[Start of section]

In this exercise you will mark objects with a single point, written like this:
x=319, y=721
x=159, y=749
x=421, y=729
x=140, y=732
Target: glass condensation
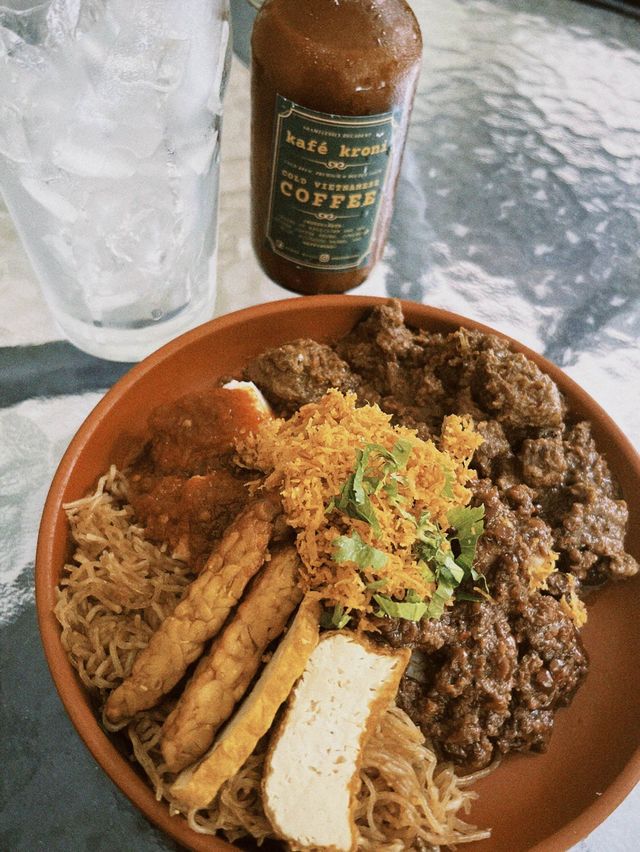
x=110, y=118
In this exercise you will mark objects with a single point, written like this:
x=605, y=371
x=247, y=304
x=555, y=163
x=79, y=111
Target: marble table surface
x=518, y=205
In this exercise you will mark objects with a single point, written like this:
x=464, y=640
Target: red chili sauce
x=184, y=486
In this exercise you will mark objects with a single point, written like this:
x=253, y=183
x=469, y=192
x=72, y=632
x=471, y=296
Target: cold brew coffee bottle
x=332, y=85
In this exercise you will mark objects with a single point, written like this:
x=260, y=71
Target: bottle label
x=327, y=184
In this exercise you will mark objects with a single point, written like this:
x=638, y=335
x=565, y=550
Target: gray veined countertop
x=518, y=205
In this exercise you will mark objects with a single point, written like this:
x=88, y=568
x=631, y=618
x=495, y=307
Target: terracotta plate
x=544, y=802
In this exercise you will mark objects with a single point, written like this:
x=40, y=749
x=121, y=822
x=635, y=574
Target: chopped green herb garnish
x=354, y=498
x=412, y=608
x=351, y=548
x=337, y=618
x=469, y=526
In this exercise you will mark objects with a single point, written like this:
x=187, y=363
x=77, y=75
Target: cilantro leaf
x=412, y=608
x=351, y=548
x=469, y=526
x=354, y=498
x=336, y=618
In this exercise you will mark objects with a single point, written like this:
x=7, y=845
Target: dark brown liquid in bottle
x=342, y=58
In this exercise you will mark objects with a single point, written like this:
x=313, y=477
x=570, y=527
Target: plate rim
x=74, y=696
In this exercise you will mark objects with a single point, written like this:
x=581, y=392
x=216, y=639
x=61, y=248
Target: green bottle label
x=328, y=179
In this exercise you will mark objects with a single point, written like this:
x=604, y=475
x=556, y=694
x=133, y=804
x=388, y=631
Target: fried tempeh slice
x=200, y=614
x=197, y=786
x=222, y=677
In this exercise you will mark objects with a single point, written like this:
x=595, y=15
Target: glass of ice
x=110, y=119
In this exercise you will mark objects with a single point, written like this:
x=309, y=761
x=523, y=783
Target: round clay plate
x=541, y=802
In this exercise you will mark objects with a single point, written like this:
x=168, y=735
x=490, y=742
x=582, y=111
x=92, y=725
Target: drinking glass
x=110, y=121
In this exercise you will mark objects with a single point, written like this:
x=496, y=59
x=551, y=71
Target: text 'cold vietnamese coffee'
x=332, y=83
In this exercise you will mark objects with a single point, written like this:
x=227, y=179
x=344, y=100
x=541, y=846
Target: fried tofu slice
x=312, y=770
x=196, y=787
x=180, y=638
x=223, y=676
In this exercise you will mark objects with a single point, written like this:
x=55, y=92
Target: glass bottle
x=332, y=84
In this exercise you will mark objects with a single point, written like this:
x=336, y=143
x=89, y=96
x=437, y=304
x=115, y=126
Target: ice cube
x=29, y=25
x=199, y=155
x=143, y=59
x=97, y=160
x=13, y=140
x=62, y=19
x=59, y=207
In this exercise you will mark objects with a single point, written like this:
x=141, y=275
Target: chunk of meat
x=222, y=677
x=299, y=372
x=515, y=391
x=495, y=448
x=465, y=704
x=552, y=664
x=543, y=461
x=181, y=637
x=592, y=537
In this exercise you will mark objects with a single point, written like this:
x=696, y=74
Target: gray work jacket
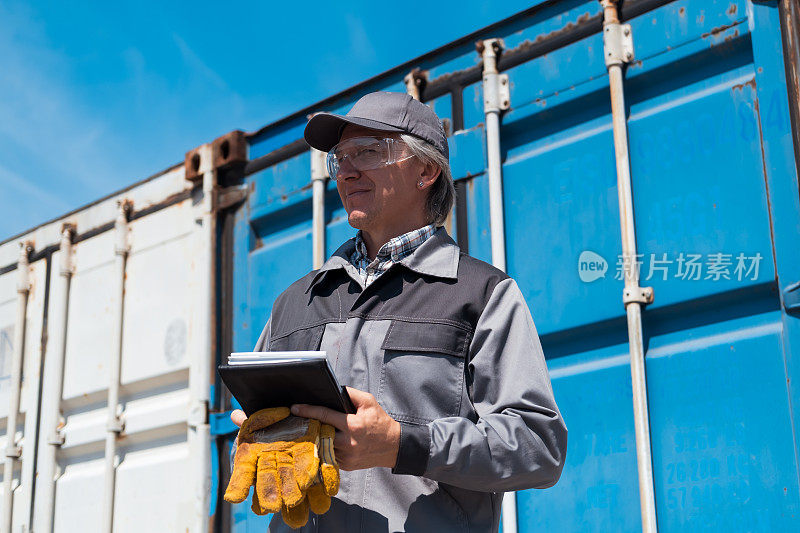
x=447, y=345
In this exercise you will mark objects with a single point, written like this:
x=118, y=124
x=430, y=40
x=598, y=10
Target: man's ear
x=428, y=174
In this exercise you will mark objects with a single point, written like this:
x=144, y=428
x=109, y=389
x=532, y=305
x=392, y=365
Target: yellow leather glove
x=318, y=495
x=280, y=455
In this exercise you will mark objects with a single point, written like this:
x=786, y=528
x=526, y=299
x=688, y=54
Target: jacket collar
x=437, y=256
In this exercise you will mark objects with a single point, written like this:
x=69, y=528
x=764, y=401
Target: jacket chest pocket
x=303, y=339
x=422, y=375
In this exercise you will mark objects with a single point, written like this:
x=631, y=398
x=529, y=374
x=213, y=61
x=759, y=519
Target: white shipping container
x=161, y=456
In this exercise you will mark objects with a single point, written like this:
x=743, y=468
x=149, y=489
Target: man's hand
x=366, y=439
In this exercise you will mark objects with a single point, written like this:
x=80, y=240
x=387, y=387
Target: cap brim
x=324, y=129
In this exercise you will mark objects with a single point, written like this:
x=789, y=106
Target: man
x=445, y=368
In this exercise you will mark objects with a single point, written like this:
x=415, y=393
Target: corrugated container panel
x=162, y=336
x=713, y=173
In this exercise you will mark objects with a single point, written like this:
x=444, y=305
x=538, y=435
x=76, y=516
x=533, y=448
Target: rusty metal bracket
x=230, y=196
x=191, y=165
x=230, y=150
x=415, y=82
x=617, y=44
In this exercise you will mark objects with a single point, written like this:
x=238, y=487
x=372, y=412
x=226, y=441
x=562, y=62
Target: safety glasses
x=365, y=153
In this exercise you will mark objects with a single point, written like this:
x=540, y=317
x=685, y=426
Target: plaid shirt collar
x=392, y=252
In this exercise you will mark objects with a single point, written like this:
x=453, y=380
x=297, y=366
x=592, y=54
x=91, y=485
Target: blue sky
x=96, y=96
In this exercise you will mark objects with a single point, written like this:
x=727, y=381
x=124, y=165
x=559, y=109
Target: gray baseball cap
x=383, y=111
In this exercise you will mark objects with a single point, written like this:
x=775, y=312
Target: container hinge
x=617, y=43
x=198, y=414
x=791, y=299
x=230, y=196
x=642, y=295
x=56, y=438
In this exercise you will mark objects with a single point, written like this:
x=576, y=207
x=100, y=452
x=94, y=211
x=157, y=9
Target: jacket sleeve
x=519, y=440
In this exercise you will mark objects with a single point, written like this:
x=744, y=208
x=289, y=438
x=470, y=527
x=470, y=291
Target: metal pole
x=495, y=100
x=115, y=425
x=618, y=49
x=54, y=390
x=13, y=450
x=319, y=176
x=199, y=432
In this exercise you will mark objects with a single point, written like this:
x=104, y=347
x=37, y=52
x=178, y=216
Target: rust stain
x=719, y=29
x=740, y=86
x=757, y=109
x=732, y=37
x=555, y=33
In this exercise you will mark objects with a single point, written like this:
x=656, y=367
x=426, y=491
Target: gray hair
x=443, y=193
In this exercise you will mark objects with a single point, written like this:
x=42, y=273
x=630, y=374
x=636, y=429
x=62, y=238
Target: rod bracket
x=116, y=424
x=642, y=295
x=56, y=438
x=617, y=43
x=14, y=451
x=496, y=93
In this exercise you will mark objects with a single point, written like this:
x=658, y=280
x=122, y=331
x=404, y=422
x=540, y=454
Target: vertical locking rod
x=618, y=50
x=12, y=448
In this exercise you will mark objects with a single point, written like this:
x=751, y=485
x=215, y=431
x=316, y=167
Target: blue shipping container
x=712, y=137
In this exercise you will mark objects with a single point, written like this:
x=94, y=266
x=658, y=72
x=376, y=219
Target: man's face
x=382, y=198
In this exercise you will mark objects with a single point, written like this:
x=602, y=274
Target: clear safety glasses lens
x=363, y=153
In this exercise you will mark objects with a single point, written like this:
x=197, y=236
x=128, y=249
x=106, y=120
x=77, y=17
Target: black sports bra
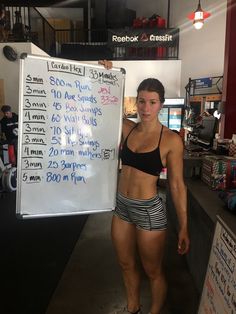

[End of section]

Everything from the line with "x=696, y=74" through the line with "x=688, y=54" in the material above should be transcribed exactly, except the pictures.

x=696, y=74
Target: gray work jacket
x=447, y=345
In this exercise you will mark objects with a single point, written like this:
x=118, y=124
x=430, y=40
x=598, y=10
Target: man's ear
x=428, y=174
In this exercise you will mark objects with a single point, written like this:
x=144, y=428
x=109, y=389
x=532, y=305
x=392, y=365
Target: yellow leather glove
x=318, y=495
x=280, y=455
In this exercise you will mark objects with a single point, written like this:
x=786, y=528
x=526, y=299
x=688, y=54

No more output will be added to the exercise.